■ Письменное задание: Повторите дословно строки данных, начиная со строки, содержащей «123H450L749 334L1592 281L1587», и заканчивая строкой, содержащей «positive clicks: (1193, 324) (436, 131)». Обе граничные строки включаются.
======== Исходные данные ========
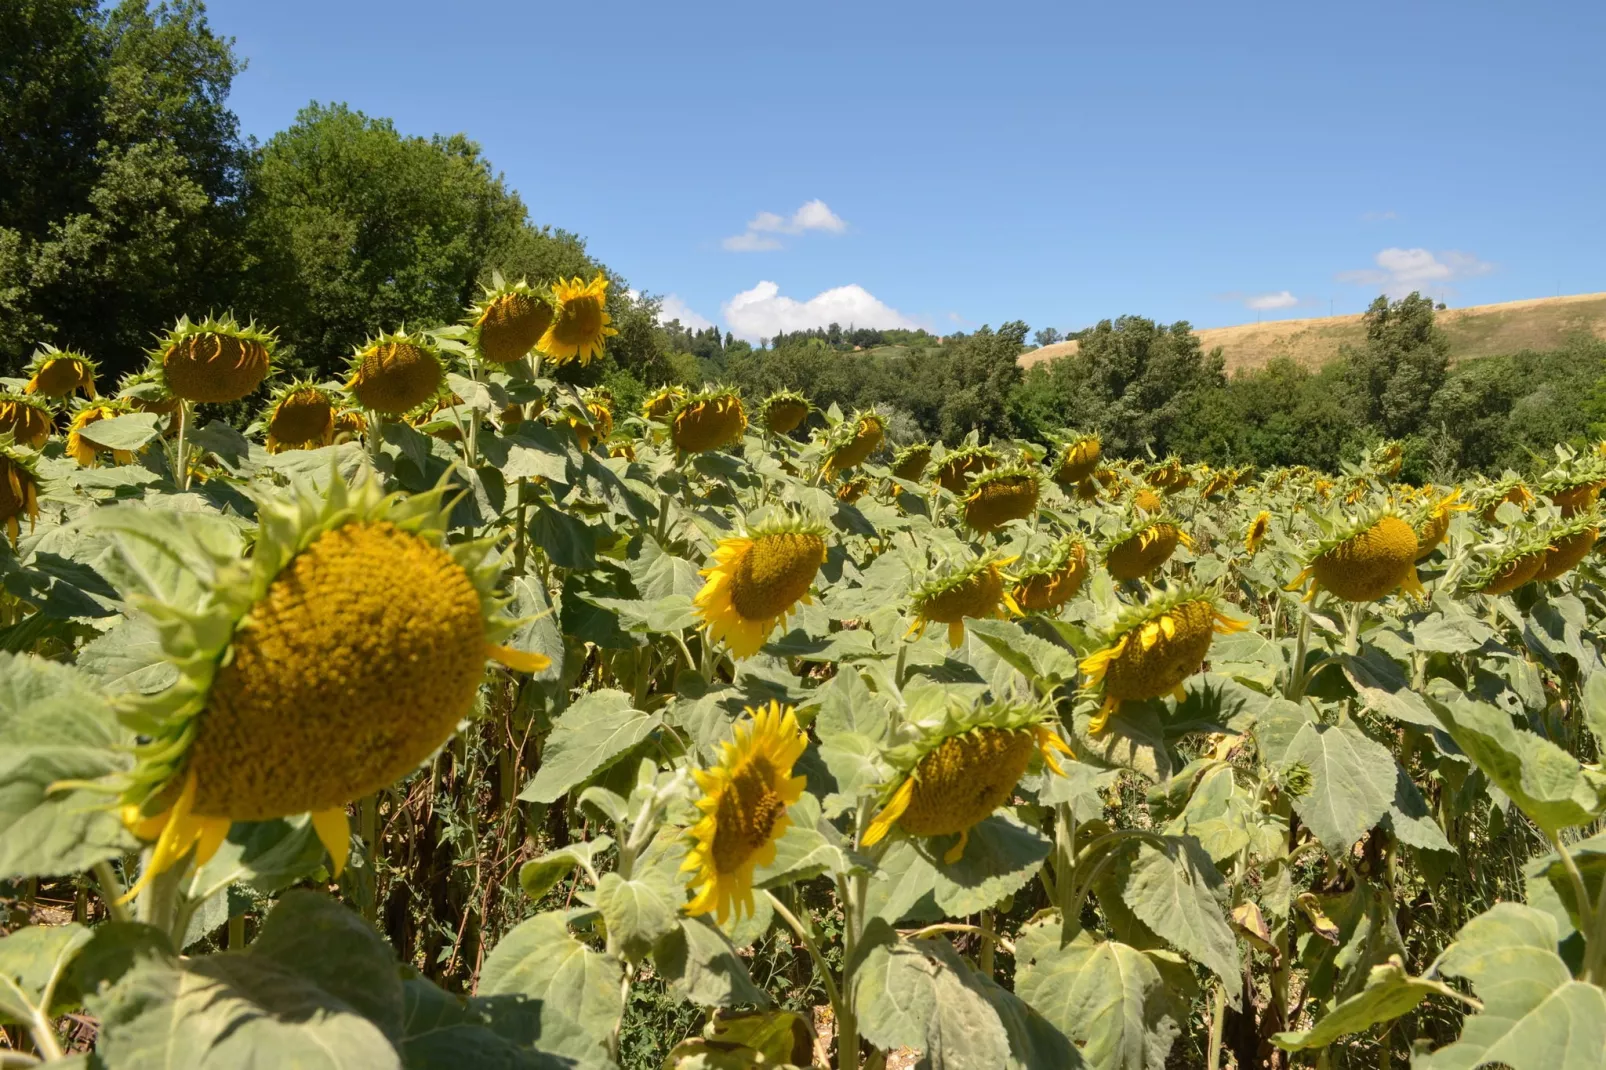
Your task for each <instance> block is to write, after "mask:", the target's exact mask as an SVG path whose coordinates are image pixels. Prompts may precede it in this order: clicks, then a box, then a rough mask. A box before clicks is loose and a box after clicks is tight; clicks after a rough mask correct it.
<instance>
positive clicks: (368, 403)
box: [345, 328, 446, 416]
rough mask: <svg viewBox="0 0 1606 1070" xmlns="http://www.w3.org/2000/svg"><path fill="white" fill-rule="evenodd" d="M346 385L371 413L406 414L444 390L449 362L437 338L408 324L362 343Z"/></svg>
mask: <svg viewBox="0 0 1606 1070" xmlns="http://www.w3.org/2000/svg"><path fill="white" fill-rule="evenodd" d="M350 373H352V378H350V379H349V381H347V384H345V389H347V390H350V392H352V397H355V398H357V403H358V405H361V406H363V408H366V410H368V411H371V413H381V415H384V416H403V415H406V413H410V411H413V410H414V408H418V406H419V405H422V403H424V402H427V400H429V398H432V397H435V392H437V390H440V382H442V379H443V378H445V374H446V371H445V363H443V360H442V355H440V349H438V347H437V345H435V342H434V341H432V339H430V337H429V336H426V334H422V333H414V334H408V331H406V328H402V329H400V331H397V333H393V334H381V336H379V337H371V339H368V341H366V342H365V344H363V345H358V347H357V350H355V352H353V353H352V360H350Z"/></svg>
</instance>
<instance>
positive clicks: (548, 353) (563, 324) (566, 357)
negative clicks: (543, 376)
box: [540, 272, 618, 365]
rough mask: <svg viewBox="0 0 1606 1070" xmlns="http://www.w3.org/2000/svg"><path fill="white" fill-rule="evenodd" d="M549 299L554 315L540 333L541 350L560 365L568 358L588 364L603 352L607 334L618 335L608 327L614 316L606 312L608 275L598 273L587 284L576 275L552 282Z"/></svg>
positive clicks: (584, 281) (606, 303) (614, 328)
mask: <svg viewBox="0 0 1606 1070" xmlns="http://www.w3.org/2000/svg"><path fill="white" fill-rule="evenodd" d="M552 300H554V302H556V304H557V315H556V317H552V323H551V326H548V328H546V331H544V333H543V334H541V341H540V349H541V352H543V353H546V355H548V357H551V358H552V360H554V361H557V363H560V365H562V363H569V361H570V360H578V361H580V363H581V365H589V363H591V361H593V360H594V358H597V357H601V355H602V344H604V342H605V341H607V339H609V336H613V334H618V329H617V328H612V326H609V325H610V323H612V321H613V317H610V315H609V313H607V278H604V276H602V273H601V272H597V275H596V278H593V280H591V281H589V283H585V281H581V280H580V276H578V275H577V276H575V278H572V280H569V281H567V283H564V281H559V283H554V284H552Z"/></svg>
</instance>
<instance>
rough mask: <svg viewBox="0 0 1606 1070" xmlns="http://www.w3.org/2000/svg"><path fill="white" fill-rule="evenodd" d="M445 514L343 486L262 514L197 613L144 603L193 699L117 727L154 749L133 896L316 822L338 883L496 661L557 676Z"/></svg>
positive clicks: (482, 542)
mask: <svg viewBox="0 0 1606 1070" xmlns="http://www.w3.org/2000/svg"><path fill="white" fill-rule="evenodd" d="M443 496H445V484H443V485H442V487H437V488H435V490H432V492H427V493H421V495H413V496H402V495H389V496H385V495H382V492H381V490H379V487H377V485H376V484H374V482H373V480H365V482H361V484H360V485H357V487H355V488H349V487H347V485H345V484H344V482H342V480H340V479H332V480H331V484H329V490H328V492H326V493H316V492H312V490H307V488H294V490H292V492H289V493H287V495H284V496H273V498H262V500H260V501H259V503H257V517H259V533H257V540H255V545H254V548H252V553H251V556H249V557H246V559H241V556H239V554H238V553H236V554H220V556H218V557H217V559H215V562H214V566H212V569H210V570H209V574H207V575H202V582H204V585H206V588H207V594H206V596H204V598H202V601H201V602H199V604H186V606H173V604H167V602H164V601H161V599H159V598H156V596H154V594H153V593H146V594H143V596H141V594H138V593H135V594H133V601H137V604H140V607H141V609H145V611H146V614H149V617H151V619H153V620H154V623H156V630H157V633H159V636H161V643H162V651H164V654H165V657H167V660H169V662H170V664H173V665H175V667H177V668H178V681H177V683H175V684H172V686H170V688H167V689H165V691H161V692H156V694H148V696H135V697H132V699H128V700H125V705H124V709H122V710H120V712H119V713H120V717H122V720H124V721H125V723H127V725H128V726H130V728H132V729H133V731H137V733H140V734H141V736H145V737H146V742H143V744H141V745H138V747H137V749H135V768H133V771H132V773H130V774H127V781H125V784H124V790H122V798H120V802H122V807H124V808H122V818H124V823H125V824H127V826H128V827H130V831H133V832H135V835H138V837H141V839H146V840H151V839H154V840H156V848H154V852H153V855H151V861H149V864H148V866H146V868H145V872H143V874H141V877H140V882H138V884H137V885H135V888H133V890H130V896H132V895H133V893H135V892H137V890H138V888H140V887H143V884H145V882H146V880H149V879H151V877H153V876H154V874H157V872H161V871H164V869H167V868H170V866H173V864H177V863H180V861H183V860H185V858H186V856H188V855H190V852H191V848H194V864H196V866H201V864H204V863H206V861H207V858H210V855H212V853H214V852H215V850H217V848H218V845H220V843H222V842H223V839H225V835H226V834H228V829H230V824H231V823H234V821H267V819H271V818H284V816H292V815H302V813H310V815H312V823H313V827H315V829H316V832H318V837H320V839H321V840H323V843H324V847H328V850H329V855H331V858H332V863H334V866H332V869H334V872H336V876H339V872H340V869H342V868H344V864H345V853H347V847H349V829H347V821H345V807H347V803H350V802H353V800H357V798H361V797H363V795H369V794H373V792H374V790H377V789H381V787H384V786H387V784H392V782H393V781H397V779H398V778H402V776H405V774H406V773H408V771H411V770H413V768H416V766H418V765H419V763H421V762H424V760H426V758H427V757H429V755H430V753H432V752H434V750H435V749H438V747H440V745H442V744H443V742H445V741H446V739H450V737H451V734H453V731H456V725H458V721H459V720H461V718H463V717H466V715H467V713H469V712H471V709H472V707H474V696H475V692H477V691H479V686H480V678H482V675H483V672H485V662H487V659H495V660H498V662H501V664H504V665H509V667H512V668H517V670H520V672H540V670H541V668H546V667H548V664H549V662H548V659H546V657H543V655H540V654H527V652H520V651H511V649H507V647H503V646H498V643H499V641H501V639H503V638H504V636H506V635H509V633H511V631H512V628H514V627H516V623H517V622H514V620H509V619H506V617H503V614H501V602H499V601H498V599H496V598H495V594H493V585H495V582H496V575H498V572H499V566H498V564H496V562H495V561H487V549H488V545H487V543H485V541H474V543H458V545H448V543H446V541H445V535H446V516H445V514H446V509H448V508H450V503H446V501H443ZM214 553H217V551H214Z"/></svg>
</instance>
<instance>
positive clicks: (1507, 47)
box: [209, 0, 1606, 337]
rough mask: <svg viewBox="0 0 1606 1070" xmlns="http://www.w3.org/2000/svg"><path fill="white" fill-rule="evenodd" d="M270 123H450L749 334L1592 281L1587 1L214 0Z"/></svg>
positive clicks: (1193, 324) (436, 131)
mask: <svg viewBox="0 0 1606 1070" xmlns="http://www.w3.org/2000/svg"><path fill="white" fill-rule="evenodd" d="M209 10H210V18H212V24H214V27H215V29H217V31H218V32H220V34H230V35H234V37H236V40H238V50H239V51H241V55H244V56H246V58H247V61H249V64H251V66H249V69H247V71H246V72H244V74H243V76H241V77H239V79H238V80H236V84H234V93H233V98H231V104H233V108H234V109H236V112H238V114H239V117H241V124H243V127H244V130H246V132H247V133H251V135H254V137H257V138H263V140H265V138H267V137H270V135H271V133H273V132H275V130H279V129H283V127H286V125H287V124H289V122H292V119H294V116H296V112H297V109H299V108H302V106H305V104H307V103H308V101H313V100H318V101H345V103H349V104H352V106H353V108H357V109H361V111H365V112H368V114H369V116H385V117H390V119H393V120H395V124H397V127H398V129H400V130H403V132H405V133H424V135H427V133H435V132H442V133H448V132H458V130H461V132H466V133H467V135H469V137H472V138H474V140H477V141H479V143H480V145H482V146H483V148H485V153H487V156H488V157H490V159H491V162H493V164H495V165H496V167H498V169H499V170H503V172H504V174H506V177H507V182H509V183H511V185H512V186H514V188H517V190H519V193H520V194H522V196H524V199H525V202H527V204H528V207H530V214H532V218H533V220H535V222H538V223H552V225H557V227H564V228H567V230H572V231H577V233H580V235H581V236H585V238H586V241H588V244H589V249H591V251H593V254H594V255H597V257H601V259H602V260H604V262H605V263H609V265H610V267H612V268H615V270H617V272H620V273H622V275H623V276H625V278H626V280H628V281H630V284H631V286H633V288H636V289H642V291H649V292H654V294H668V296H671V302H670V307H671V308H676V310H679V308H684V310H689V312H687V313H686V318H691V317H694V315H695V317H699V318H700V320H703V321H713V323H718V325H719V326H723V328H734V329H736V333H737V334H739V336H748V337H760V336H766V334H772V333H774V329H776V328H784V329H795V328H798V326H805V325H808V323H814V321H817V323H825V321H829V320H838V321H842V323H843V325H846V323H848V321H856V323H859V325H861V326H899V325H919V326H927V328H930V329H933V331H936V333H946V331H951V329H956V328H960V329H972V328H975V326H980V325H981V323H993V325H997V323H1001V321H1004V320H1015V318H1020V320H1026V321H1028V323H1029V325H1031V326H1033V328H1042V326H1055V328H1060V329H1073V328H1079V326H1086V325H1089V323H1094V321H1097V320H1100V318H1107V317H1116V315H1121V313H1139V315H1147V317H1153V318H1158V320H1163V321H1172V320H1188V321H1192V323H1193V325H1195V326H1219V325H1230V323H1243V321H1246V320H1254V318H1257V317H1259V318H1290V317H1312V315H1328V310H1330V308H1333V310H1335V312H1339V313H1344V312H1359V310H1362V308H1363V307H1365V305H1367V304H1368V302H1370V300H1372V297H1375V296H1376V294H1378V292H1383V291H1388V292H1408V291H1410V289H1421V291H1423V292H1431V294H1434V296H1442V297H1444V299H1445V300H1447V302H1449V304H1452V305H1469V304H1487V302H1497V300H1516V299H1522V297H1543V296H1550V294H1555V292H1563V294H1566V292H1588V291H1601V289H1606V278H1603V276H1606V257H1603V255H1601V252H1603V247H1606V198H1603V196H1601V194H1603V191H1606V138H1601V137H1600V135H1601V114H1603V106H1606V66H1603V64H1601V63H1600V45H1601V42H1603V40H1606V5H1603V3H1600V2H1598V0H1588V2H1579V3H1545V2H1537V3H1524V5H1513V3H1476V2H1474V3H1466V2H1461V3H1331V5H1301V3H1277V5H1272V3H1256V5H1251V3H1227V2H1219V3H1196V2H1187V3H999V2H994V3H976V2H972V3H898V5H893V3H872V2H866V0H858V2H856V3H840V5H838V3H819V2H814V3H752V2H747V3H729V5H724V3H700V5H692V3H662V2H660V3H647V5H634V3H612V5H591V3H586V5H581V3H565V5H546V3H480V2H458V3H450V5H446V3H422V2H419V0H387V2H385V3H377V2H371V0H323V2H320V3H313V2H310V0H275V3H260V2H247V0H212V3H210V5H209Z"/></svg>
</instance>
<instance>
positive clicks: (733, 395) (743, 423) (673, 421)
mask: <svg viewBox="0 0 1606 1070" xmlns="http://www.w3.org/2000/svg"><path fill="white" fill-rule="evenodd" d="M745 431H747V410H744V408H742V398H739V397H737V395H736V392H734V390H703V392H702V394H692V395H691V397H687V398H683V400H681V403H679V405H678V406H676V408H675V416H673V418H671V419H670V442H673V443H675V448H676V450H683V451H686V453H707V451H708V450H719V448H723V447H728V445H734V443H737V442H740V440H742V434H744V432H745Z"/></svg>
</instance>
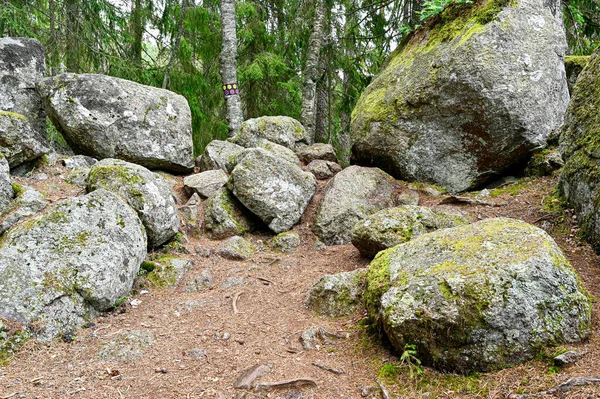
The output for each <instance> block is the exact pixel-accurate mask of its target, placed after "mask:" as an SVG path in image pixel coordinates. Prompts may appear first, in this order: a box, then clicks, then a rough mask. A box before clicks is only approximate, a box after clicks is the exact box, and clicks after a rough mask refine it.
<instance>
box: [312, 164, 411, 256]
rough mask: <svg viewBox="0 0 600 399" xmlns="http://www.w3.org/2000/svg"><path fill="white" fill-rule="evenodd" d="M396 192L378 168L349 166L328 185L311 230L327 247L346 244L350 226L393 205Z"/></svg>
mask: <svg viewBox="0 0 600 399" xmlns="http://www.w3.org/2000/svg"><path fill="white" fill-rule="evenodd" d="M399 190H400V186H399V184H398V183H397V182H396V180H394V178H393V177H391V176H390V175H388V174H387V173H385V172H383V171H382V170H380V169H378V168H365V167H362V166H350V167H349V168H346V169H344V170H343V171H341V172H340V173H338V174H337V175H336V176H335V177H334V178H333V179H331V181H330V182H329V183H328V185H327V187H326V189H325V195H324V196H323V199H322V200H321V204H320V205H319V209H318V211H317V219H316V221H315V225H314V229H313V231H314V232H315V234H316V235H317V237H319V238H320V239H321V241H323V242H324V243H325V244H327V245H342V244H349V243H350V232H351V231H352V227H354V225H355V224H356V223H358V222H360V221H361V220H363V219H366V218H367V217H368V216H369V215H371V214H373V213H375V212H377V211H380V210H382V209H385V208H391V207H393V206H395V198H396V194H397V192H398V191H399Z"/></svg>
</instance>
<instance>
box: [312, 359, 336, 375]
mask: <svg viewBox="0 0 600 399" xmlns="http://www.w3.org/2000/svg"><path fill="white" fill-rule="evenodd" d="M313 366H317V367H318V368H320V369H323V370H325V371H329V372H331V373H333V374H337V375H342V374H344V372H343V371H342V370H336V369H332V368H331V367H327V366H324V365H322V364H319V363H315V362H313Z"/></svg>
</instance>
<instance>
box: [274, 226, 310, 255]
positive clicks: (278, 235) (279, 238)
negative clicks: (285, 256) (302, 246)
mask: <svg viewBox="0 0 600 399" xmlns="http://www.w3.org/2000/svg"><path fill="white" fill-rule="evenodd" d="M301 243H302V241H301V240H300V236H299V235H298V233H294V232H293V231H284V232H283V233H279V234H277V235H276V236H275V237H273V239H272V240H271V242H270V243H269V246H270V247H271V248H272V249H273V250H275V251H277V252H283V253H290V252H294V251H295V250H296V248H298V247H299V246H300V244H301Z"/></svg>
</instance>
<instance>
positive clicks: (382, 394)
mask: <svg viewBox="0 0 600 399" xmlns="http://www.w3.org/2000/svg"><path fill="white" fill-rule="evenodd" d="M377 385H379V389H381V396H383V399H390V393H389V392H388V391H387V388H386V387H385V385H383V384H382V383H381V382H380V381H377Z"/></svg>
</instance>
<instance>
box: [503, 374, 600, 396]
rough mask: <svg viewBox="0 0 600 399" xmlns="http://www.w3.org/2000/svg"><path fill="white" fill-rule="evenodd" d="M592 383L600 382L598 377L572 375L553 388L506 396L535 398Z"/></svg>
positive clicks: (591, 383) (581, 386) (589, 384)
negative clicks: (535, 391) (545, 389)
mask: <svg viewBox="0 0 600 399" xmlns="http://www.w3.org/2000/svg"><path fill="white" fill-rule="evenodd" d="M592 384H600V377H573V378H569V379H568V380H567V381H565V382H563V383H561V384H559V385H557V386H555V387H554V388H550V389H548V390H547V391H541V392H537V393H526V394H511V395H509V396H508V399H526V398H535V397H537V396H541V395H553V394H555V393H558V392H561V393H565V392H569V391H570V390H572V389H573V388H575V387H583V386H586V385H592Z"/></svg>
========
■ Результат ниже:
rough mask: <svg viewBox="0 0 1606 1070" xmlns="http://www.w3.org/2000/svg"><path fill="white" fill-rule="evenodd" d="M270 123H450L749 334L1592 281L1587 1L214 0Z"/></svg>
positive clicks: (1193, 324) (436, 131)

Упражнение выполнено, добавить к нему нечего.